[WORK INSTRUCTIONS]: Check every line of the material below for the string "jacket", and return the ones that have it.

[DATA PROVIDED]:
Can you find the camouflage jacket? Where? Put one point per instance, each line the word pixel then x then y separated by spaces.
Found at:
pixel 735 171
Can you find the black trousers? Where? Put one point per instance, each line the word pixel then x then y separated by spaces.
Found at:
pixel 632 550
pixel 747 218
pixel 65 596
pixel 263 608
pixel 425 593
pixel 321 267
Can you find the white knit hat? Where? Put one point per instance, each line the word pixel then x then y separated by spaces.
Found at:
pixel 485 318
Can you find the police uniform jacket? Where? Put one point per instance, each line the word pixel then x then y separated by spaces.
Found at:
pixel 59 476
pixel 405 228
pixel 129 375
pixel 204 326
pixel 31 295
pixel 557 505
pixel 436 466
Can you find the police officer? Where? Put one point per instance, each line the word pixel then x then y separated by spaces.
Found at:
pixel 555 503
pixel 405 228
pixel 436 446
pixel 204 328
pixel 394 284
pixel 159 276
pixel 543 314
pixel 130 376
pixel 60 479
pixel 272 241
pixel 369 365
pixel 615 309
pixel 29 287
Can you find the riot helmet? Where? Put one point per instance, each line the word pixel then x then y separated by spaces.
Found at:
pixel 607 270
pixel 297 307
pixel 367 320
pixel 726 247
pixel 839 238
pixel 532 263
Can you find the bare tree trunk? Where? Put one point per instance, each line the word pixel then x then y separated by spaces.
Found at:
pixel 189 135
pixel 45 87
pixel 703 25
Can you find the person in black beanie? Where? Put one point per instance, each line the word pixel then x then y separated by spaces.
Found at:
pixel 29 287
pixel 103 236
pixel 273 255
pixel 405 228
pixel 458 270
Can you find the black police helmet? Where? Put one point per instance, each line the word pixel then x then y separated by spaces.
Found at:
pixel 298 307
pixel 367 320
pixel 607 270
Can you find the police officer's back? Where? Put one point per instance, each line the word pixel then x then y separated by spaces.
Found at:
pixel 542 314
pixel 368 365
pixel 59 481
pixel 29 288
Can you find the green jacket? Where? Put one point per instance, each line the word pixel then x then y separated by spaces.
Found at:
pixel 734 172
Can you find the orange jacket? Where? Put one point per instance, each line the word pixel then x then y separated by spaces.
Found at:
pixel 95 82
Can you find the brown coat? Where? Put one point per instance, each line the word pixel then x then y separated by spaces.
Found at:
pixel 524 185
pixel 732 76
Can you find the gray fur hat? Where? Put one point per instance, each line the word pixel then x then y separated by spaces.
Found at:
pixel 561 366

[SOLUTION TO THIS PROBLEM]:
Can you find the camouflage jacket? Where? Put one point per instance, each line the word pixel then x then y separated by spaces.
Can you find the police uniform jacket? Where? Put one point per instance, each line the word pixel then x then y separated by spaces.
Can you find the green jacket? Where? Put one point per instance, each line the word pixel then x then y separated by spaces.
Can you find the orange jacket? Where? Put one point per instance, each line the word pixel then x then y separated by spaces.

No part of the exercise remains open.